Q: What do you do now?
A: We still have the excavation business and Jeff and I together train horses and give lessons, mostly in the summer.
We have eight horses and 20 angora rabbits. We also have three sheep and an angora goat along with chickens and of course our dog, cats and fish!
We just live the simple life.
I do spinning from my rabbit and sheep and I sell scarves and hats.
In the summer we volunteer at the Waterford Fair and this year I ran a fiber tent. And it went very well. A lot of local women got together and we had so much fun sitting and spinning fiber all weekend.
Jeff ran the He-Man Competition and the Wee-Man Competition. Those are like farmer-boy strength obstacle courses for men and young boys. They go to different stations doing things like stacking firewood, pushing full wheelbarrows, carrying buckets of water and flipping over tires. For the men, the tires are skidder tires and for the children they are regular tires; the wood is lighter or there is less water in the buckets and so forth.
In the winter, we plow and do sleigh rides through our 80 acres.
Q: That must be fun?
A: It really is. We have big families come and the sleigh holds up to 18 people. We also do private, romantic rides. We have a place we call Proposal Pines and we stop and have a fire with hot cocoa and samoas. We haven’t had a ‘no’ yet!
Q: Anyone said you look like someone famous?
A: When I was a kid, people said I looked like Winnie on the Wonder Years.
Q: Did you do much traveling?

*****

| Problem details |
Return the stretch of the interview from "A: It really" through "the Wonder Years.", word for word. Nothing in the records is needed.

Source data:
*****

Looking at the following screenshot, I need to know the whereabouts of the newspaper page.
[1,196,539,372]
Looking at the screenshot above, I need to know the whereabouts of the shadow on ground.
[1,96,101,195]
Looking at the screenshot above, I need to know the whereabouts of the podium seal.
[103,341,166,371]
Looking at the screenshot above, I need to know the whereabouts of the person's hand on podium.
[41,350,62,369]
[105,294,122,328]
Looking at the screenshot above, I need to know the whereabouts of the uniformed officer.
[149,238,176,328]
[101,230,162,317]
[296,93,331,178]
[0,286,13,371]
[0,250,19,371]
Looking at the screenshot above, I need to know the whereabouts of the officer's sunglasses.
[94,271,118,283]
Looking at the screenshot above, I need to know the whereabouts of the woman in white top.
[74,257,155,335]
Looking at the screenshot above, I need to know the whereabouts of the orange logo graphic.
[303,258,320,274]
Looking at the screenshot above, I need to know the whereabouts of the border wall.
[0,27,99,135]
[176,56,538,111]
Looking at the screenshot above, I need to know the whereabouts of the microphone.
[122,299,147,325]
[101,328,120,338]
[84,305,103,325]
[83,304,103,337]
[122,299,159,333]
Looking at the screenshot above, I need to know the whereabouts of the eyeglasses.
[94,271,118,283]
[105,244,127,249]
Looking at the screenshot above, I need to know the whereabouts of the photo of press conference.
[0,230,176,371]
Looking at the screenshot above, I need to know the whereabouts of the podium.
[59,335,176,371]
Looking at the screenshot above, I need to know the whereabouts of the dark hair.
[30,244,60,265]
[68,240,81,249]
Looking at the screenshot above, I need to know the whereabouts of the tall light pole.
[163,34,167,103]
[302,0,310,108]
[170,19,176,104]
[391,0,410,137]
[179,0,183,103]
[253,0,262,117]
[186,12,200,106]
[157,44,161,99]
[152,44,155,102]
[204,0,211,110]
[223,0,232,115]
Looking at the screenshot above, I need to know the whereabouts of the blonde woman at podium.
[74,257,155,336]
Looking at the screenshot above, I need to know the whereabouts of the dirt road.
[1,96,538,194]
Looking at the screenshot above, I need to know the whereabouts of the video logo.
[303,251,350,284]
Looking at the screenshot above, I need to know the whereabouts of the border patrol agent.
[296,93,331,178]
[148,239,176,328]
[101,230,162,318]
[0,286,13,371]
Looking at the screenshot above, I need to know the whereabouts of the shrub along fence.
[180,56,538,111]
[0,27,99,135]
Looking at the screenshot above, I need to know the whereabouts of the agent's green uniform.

*****

| Response for this exercise |
A: It really is. We have big families come and the sleigh holds up to 18 people. We also do private, romantic rides. We have a place we call Proposal Pines and we stop and have a fire with hot cocoa and samoas. We haven’t had a ‘no’ yet!
Q: Anyone said you look like someone famous?
A: When I was a kid, people said I looked like Winnie on the Wonder Years.